- Excerpted records -
============
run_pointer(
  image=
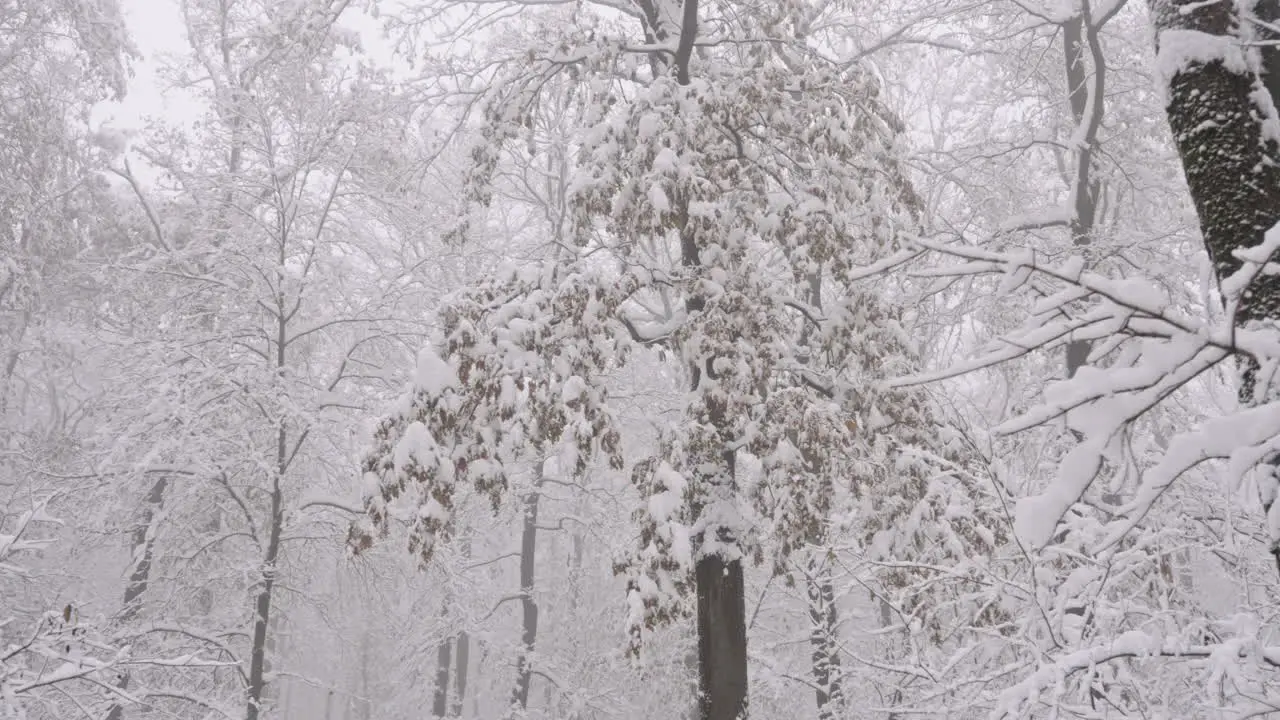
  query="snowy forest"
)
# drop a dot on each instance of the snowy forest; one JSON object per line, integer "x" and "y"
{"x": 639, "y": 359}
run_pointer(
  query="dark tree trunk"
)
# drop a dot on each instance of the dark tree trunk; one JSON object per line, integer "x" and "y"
============
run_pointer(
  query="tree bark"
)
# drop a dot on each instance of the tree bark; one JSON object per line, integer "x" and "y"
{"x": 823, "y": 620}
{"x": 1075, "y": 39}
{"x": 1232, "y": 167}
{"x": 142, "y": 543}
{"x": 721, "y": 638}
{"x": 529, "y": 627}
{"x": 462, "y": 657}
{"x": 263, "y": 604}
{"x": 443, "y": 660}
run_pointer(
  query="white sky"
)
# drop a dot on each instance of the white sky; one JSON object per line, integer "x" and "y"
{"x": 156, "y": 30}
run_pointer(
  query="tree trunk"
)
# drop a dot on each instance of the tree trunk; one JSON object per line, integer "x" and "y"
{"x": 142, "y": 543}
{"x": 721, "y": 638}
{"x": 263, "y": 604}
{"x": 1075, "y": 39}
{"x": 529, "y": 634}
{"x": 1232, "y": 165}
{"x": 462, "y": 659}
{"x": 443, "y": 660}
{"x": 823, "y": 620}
============
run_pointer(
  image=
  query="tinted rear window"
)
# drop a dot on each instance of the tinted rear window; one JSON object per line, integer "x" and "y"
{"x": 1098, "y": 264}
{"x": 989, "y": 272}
============
- Set exercise -
How many lines in the records above contain the string "dark"? Case counts; reply with the number alone.

- Full output -
2